_Activities_.
1: Answer these about the passage on talking with loved ones:
(a) What does the passage call the most important thing to do?
(b) What could you mention as an entry point for a talk about finances?
(c) Under "Timing is everything," what kind of time should you pick?
2: Resume the passage on talking with loved ones after its last tip, adding a few more tips in the same style.

_Supplied passage_.
- - - - - - -

Generally, the earlier you have conversations, the better. When entering these uncharted waters, it’s a good idea to remain compassionate while expressing concern, and most importantly, listen. Here are a few additional tips that can help:

Talk early and often

  • Begin the conversation when your loved ones are alert and can make decisions from a competent place.
  • Your loved ones may get overwhelmed if you try to cover too much in one long sit-down conversation. Try working your concerns into everyday exchanges in preparation for a series of sit-down discussions.
  • Returning from a doctor visit can be a natural place to begin addressing questions about health concerns. As an entry point for a talk about finances, you could mention your own retirement planning. Noticing that your loved one is having difficulty with stairs could open the subject of home solutions and lead to a broader talk about future housing options.

Timing is everything

  • Pick a time when there are no distractions or other obligations so you can give the conversation your undivided attention.

- - - - - - -

_Given data_.
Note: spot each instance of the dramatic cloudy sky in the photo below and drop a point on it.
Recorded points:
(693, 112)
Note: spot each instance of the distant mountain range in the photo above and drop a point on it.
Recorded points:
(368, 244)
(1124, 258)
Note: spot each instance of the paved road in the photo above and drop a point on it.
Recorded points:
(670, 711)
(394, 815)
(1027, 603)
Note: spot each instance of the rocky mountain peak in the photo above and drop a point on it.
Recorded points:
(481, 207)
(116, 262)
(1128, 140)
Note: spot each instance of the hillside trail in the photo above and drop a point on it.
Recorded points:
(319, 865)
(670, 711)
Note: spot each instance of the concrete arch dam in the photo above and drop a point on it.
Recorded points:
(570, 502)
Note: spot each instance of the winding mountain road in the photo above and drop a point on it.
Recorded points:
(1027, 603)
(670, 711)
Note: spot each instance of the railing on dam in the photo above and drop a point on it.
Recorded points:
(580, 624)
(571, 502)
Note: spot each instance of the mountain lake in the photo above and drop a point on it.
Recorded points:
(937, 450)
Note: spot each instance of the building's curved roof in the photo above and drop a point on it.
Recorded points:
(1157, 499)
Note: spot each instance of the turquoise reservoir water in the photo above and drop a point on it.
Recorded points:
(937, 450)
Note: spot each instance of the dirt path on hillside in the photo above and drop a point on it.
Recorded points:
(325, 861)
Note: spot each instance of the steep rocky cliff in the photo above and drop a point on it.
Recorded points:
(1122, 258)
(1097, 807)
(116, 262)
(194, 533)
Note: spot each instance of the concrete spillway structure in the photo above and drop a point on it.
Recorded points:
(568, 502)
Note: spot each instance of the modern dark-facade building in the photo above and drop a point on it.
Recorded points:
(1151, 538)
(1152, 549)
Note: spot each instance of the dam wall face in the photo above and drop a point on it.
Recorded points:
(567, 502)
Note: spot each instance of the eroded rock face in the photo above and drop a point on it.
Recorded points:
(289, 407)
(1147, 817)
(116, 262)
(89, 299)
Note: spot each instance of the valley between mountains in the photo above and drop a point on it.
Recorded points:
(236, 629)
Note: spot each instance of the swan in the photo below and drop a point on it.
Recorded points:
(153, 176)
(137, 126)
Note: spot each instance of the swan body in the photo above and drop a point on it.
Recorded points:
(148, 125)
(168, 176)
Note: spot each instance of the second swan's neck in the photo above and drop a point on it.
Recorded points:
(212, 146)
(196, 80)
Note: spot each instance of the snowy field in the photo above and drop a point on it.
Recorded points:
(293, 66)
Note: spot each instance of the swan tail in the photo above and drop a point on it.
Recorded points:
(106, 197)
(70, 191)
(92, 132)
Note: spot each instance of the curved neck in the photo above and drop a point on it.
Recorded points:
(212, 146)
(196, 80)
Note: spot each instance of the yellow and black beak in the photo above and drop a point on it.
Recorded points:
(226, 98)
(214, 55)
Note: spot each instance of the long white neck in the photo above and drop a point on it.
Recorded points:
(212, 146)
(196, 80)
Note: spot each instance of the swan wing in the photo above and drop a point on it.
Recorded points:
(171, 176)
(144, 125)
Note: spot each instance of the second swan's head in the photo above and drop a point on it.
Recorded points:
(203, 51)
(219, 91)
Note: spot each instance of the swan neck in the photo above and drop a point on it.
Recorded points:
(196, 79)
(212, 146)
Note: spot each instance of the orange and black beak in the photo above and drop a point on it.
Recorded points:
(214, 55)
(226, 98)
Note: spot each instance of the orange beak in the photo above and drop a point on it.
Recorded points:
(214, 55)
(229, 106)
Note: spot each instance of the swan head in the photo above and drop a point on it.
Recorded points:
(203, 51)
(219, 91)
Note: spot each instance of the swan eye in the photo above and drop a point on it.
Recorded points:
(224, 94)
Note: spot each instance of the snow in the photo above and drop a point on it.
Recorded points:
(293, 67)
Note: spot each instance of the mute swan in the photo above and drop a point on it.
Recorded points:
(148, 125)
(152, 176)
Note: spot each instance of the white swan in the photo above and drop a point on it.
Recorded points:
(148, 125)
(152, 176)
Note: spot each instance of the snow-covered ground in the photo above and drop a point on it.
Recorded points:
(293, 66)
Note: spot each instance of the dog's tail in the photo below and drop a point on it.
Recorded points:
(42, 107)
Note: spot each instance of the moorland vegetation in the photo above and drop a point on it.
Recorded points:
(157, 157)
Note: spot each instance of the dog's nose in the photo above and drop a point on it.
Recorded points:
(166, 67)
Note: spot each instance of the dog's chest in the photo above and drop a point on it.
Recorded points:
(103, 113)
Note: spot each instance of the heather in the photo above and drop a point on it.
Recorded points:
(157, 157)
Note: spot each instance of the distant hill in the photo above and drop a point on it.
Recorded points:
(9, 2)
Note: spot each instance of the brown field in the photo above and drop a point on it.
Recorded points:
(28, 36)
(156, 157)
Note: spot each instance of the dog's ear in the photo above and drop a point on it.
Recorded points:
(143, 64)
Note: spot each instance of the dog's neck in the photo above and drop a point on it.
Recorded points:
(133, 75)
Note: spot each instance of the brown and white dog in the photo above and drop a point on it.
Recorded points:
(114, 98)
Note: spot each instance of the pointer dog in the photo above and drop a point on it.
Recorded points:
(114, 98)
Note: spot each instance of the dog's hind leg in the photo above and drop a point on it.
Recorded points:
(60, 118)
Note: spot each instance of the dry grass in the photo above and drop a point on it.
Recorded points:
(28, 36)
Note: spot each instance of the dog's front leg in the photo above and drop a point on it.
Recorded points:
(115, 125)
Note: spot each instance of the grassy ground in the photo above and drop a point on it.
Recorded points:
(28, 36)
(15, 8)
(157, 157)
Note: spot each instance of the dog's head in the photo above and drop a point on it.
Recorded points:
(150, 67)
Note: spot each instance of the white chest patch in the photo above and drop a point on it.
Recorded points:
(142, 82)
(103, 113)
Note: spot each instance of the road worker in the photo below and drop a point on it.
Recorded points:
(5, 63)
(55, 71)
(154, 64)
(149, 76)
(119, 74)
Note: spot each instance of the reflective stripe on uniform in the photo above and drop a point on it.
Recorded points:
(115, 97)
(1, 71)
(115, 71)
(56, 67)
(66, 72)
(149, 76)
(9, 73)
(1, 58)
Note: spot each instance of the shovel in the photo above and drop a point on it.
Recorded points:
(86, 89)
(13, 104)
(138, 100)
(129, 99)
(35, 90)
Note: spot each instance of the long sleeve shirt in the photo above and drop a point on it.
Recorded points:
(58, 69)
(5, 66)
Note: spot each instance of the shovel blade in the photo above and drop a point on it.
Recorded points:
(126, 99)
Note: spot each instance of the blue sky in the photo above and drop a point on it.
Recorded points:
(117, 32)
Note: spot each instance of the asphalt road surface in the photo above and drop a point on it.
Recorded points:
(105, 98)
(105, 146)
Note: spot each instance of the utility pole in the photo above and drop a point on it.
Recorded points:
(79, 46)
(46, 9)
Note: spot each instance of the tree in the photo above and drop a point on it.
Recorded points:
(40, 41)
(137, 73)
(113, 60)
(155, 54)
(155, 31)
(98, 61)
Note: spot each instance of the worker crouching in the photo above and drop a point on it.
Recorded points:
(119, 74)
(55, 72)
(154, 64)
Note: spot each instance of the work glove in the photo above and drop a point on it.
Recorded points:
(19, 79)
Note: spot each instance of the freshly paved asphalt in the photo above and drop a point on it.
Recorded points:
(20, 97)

- - - - - - -

_Responses to the tasks_.
1:
(a) Listen.
(b) Your own retirement planning.
(c) A time with no distractions or other obligations.

2:
    Explicitly state that you want them to be safe and cared for, that you want to understand all available options, and that you need their help to make the right decisions.
  • If you stall for the perfect opportunity, an emergency may catch you unprepared. Start researching early with the thought that care may likely be phased over time.
  • You may want to organize a meeting of family members to talk about your loved ones’ caregiving plans. Prepare a list of questions or concerns about housing, health care, transportation, etc.

When possible, let your loved ones lead

  • Pick topics that you believe are most relevant to them at the given time. Be straightforward while keeping in mind this conversation has to be a collaboration.
  • It can be frustrating if your loved ones don’t want to engage in the conversation, but you should respect that. Be patient; take notes; and keep trying at different times and with different approaches.
  • You may want to include a trusted family member, friend, doctor, or clergy to address these sensitive topics with your loved ones. Rehearse what you want to say and try to anticipate their responses.

Close with an agreed-upon plan

  •  Be sure everyone is clear about the details of the agreed-upon plan and there are shared expectations around next steps.